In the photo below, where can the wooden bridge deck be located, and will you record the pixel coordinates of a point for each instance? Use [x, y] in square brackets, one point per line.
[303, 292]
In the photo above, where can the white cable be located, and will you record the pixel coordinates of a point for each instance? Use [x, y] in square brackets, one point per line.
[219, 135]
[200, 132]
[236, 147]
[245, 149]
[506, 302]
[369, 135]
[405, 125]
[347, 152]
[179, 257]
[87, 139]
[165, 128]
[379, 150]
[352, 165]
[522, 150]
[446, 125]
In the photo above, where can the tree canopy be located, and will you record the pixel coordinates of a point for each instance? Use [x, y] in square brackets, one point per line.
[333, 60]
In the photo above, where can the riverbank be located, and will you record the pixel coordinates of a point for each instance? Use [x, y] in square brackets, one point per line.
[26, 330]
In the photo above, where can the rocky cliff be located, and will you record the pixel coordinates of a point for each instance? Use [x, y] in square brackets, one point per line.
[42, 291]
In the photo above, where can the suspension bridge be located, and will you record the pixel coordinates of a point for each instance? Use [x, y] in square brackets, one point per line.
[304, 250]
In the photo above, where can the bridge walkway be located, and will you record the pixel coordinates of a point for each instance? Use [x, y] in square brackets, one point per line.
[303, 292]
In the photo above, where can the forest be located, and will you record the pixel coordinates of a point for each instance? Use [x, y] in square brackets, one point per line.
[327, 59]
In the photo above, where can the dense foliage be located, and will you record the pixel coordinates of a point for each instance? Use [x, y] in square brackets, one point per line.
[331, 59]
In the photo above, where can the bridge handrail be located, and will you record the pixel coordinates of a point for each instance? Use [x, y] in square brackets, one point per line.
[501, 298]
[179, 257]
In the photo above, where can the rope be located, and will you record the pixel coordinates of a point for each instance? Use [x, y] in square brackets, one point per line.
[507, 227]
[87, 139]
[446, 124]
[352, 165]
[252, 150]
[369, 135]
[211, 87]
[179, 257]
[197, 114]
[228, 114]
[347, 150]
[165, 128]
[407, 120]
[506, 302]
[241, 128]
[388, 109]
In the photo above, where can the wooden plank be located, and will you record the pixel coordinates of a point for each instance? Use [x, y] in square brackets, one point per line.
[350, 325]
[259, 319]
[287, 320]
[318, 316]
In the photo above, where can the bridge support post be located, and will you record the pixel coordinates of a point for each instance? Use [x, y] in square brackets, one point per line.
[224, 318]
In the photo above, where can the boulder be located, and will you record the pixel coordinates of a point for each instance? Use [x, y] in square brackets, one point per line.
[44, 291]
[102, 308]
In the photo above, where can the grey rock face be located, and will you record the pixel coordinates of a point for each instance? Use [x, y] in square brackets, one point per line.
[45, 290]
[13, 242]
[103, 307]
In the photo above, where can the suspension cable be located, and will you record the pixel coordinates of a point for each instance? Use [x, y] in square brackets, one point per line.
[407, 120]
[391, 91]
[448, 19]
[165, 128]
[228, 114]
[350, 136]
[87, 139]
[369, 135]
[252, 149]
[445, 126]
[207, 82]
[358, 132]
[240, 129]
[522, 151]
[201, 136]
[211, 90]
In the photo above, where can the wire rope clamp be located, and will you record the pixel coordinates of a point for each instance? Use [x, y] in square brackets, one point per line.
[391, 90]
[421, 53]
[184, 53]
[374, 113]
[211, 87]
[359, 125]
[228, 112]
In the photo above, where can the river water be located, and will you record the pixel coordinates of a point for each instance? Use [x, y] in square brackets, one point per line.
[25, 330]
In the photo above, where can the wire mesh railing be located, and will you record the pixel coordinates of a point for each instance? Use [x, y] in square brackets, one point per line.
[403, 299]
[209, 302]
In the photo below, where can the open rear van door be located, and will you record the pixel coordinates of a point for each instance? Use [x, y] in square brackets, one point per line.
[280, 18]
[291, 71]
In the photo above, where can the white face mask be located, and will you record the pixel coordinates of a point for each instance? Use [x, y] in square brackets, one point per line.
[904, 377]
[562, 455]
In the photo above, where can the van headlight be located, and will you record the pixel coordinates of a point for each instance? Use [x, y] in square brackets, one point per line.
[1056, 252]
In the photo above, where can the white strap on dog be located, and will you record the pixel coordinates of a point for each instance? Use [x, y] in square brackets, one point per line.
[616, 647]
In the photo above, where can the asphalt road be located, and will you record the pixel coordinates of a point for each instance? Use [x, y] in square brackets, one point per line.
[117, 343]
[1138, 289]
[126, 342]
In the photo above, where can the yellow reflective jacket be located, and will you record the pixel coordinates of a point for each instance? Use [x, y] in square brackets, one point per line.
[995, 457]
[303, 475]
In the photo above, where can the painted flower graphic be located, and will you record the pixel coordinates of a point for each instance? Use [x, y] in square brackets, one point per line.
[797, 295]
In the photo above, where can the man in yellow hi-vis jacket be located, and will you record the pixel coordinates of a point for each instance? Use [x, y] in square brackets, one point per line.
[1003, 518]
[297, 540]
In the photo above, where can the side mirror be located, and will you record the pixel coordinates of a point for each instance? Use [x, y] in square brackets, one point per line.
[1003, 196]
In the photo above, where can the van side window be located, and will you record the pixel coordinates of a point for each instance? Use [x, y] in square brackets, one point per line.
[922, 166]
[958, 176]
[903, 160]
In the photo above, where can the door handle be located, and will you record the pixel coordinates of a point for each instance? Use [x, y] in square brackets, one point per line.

━━━━

### EXERCISE BRIEF
Every record above must be duplicated exactly.

### RESPONSE AREA
In the photo below, where can the wooden bridge deck be located, and will you record the pixel coordinates of a point for each instance? Use [x, y] in square brackets, one point per line.
[303, 292]
In the photo above, where can the white cable be located, and will you record the pixel coordinates of a point for each instance? Use [x, y] in square brackets, one point per line.
[219, 135]
[200, 132]
[236, 147]
[245, 149]
[506, 302]
[369, 135]
[405, 125]
[347, 152]
[179, 257]
[87, 139]
[165, 128]
[379, 150]
[352, 165]
[522, 150]
[446, 125]
In the photo above, where can the tree canopy be located, and will you record the pixel coordinates of a point for each instance? Use [x, y] in square brackets, one point per line.
[333, 60]
In the photo above, where can the riverbank be located, and will you record the pixel coordinates of a point for each instance? Use [x, y] in square brackets, one point per line.
[26, 330]
In the photo above, where can the rocky cliff be located, and will you record the pixel coordinates of a point for each instance? Use [x, y] in square brackets, one point per line.
[42, 291]
In the photo above, where can the suspension bridge be located, and will you record the pixel coordinates of a point for each instance? Use [x, y] in square brackets, one point per line.
[304, 250]
In the photo above, where can the bridge walkway be located, and will you record the pixel coordinates of a point for each instance? Use [x, y] in square brackets, one point per line.
[303, 292]
In the photo above, where can the forest be located, and will you record the pixel coordinates of a point for each instance? Use [x, y] in square brackets, one point per line.
[327, 59]
In the photo above, where can the dense foliage be located, and will you record the pixel coordinates of a point for each instance? Use [x, y] in square brackets, one point per line.
[331, 59]
In the photo above, where can the bridge handrail be located, and will you record the pixel coordinates of a point for each instance? Use [x, y] in square brackets, one point per line.
[501, 298]
[179, 257]
In the photo above, where can the rope be located, and will you record the pixel coordinates of a point for each instance? Use [x, y] in square brackets, one point per line.
[507, 227]
[87, 139]
[446, 124]
[352, 165]
[252, 150]
[369, 135]
[211, 87]
[179, 257]
[197, 114]
[228, 114]
[347, 150]
[165, 128]
[407, 120]
[506, 302]
[241, 128]
[388, 109]
In the photo above, where can the wooden plank be located, and will you record the pixel coordinates of a point for each instance? Use [x, y] in square brackets, one point per line.
[350, 325]
[259, 319]
[287, 320]
[318, 316]
In the photo above, where can the bridge support post be located, and will you record the pixel coordinates of a point for each instance? Use [x, y] in square brackets, one point per line.
[224, 318]
In the photo above, where can the boulder be located, and will you record the pixel coordinates of a point for each instance? Use [x, y] in square brackets, one point per line.
[44, 291]
[102, 308]
In the photo above, where can the grey rock face be located, and will you record the pixel coordinates of a point for each instance? Use [x, y] in square brackets, one point per line.
[45, 290]
[13, 242]
[103, 307]
In the photo above, where can the suspension cable be located, and will you record the pixel coordinates of a point for each instance? Use [x, y] in square brackets, one point per line.
[407, 120]
[391, 91]
[448, 19]
[165, 128]
[228, 114]
[350, 136]
[87, 139]
[369, 135]
[252, 149]
[445, 126]
[207, 82]
[358, 132]
[240, 129]
[522, 151]
[201, 136]
[211, 90]
In the photo above, where can the wire rope clamp be located, and will you record the pixel coordinates of a point for each instance? Use [x, y] in square brackets, one point per line.
[391, 90]
[421, 53]
[184, 53]
[374, 113]
[211, 87]
[359, 125]
[228, 112]
In the photo above, where can the river water be located, and will you record the pixel coordinates of a point for each instance? Use [x, y] in square brackets, one point per line.
[25, 330]
In the photo above, where can the wire mesh railing be located, and will you record the pixel coordinates of a point for each instance? Use [x, y] in square brackets, one point per line.
[403, 299]
[209, 302]
In the photo below, where can the open rear van door be located, and will you record the pixel coordinates of a point for each instance? Use [x, y] in square brackets, one point per line.
[280, 18]
[291, 71]
In the photo above, where can the white face mask be located, and will you record the pixel coordinates of a point for each instance? Use [x, y] in square brackets, one point per line.
[904, 377]
[562, 455]
In the photo above, where can the van headlight be located, and will you record the pixel coordinates of a point for each instance? Use [x, y] in square brackets, one point per line.
[1056, 252]
In the photo above, where can the white strap on dog be located, and will you record the pixel coordinates of a point for each instance? Use [x, y] in square brackets, one point per line.
[616, 647]
In the photo above, where can the asphalt road be located, and will you record the pixel coordinates of a point for each instance? Use [x, y] in square brackets, one point per line.
[117, 343]
[1138, 289]
[126, 342]
In the photo above, where can the yellow reflective jacket be located, and will you record the pixel coordinates of a point for each instance? Use [x, y] in square brackets, one point per line.
[995, 457]
[303, 475]
In the photo above, where can the painted flower graphic be located, and will you record the pixel coordinates of a point for each instance? Use [x, y] in square brackets, one point per line.
[797, 295]
In the photo above, where can the man in yellow hi-vis jacket be located, and will you record the pixel coordinates of a point for each instance? Use [x, y] in square brackets, one point per line.
[1003, 518]
[297, 540]
In the photo above, where can the side mirror be located, and will you record the pixel coordinates of a point for each instance? Use [x, y] in square brackets, one point per line.
[1003, 196]
In the photo above, where can the van side window be located, and will you record the pixel coordinates of a point for each instance? Use [x, y] in square brackets, one point per line.
[922, 166]
[958, 176]
[903, 160]
In the photo above, where can the door handle be located, and will you record the pixel coordinates of a point for each instance? Use [x, y] in square brackets, one point per line.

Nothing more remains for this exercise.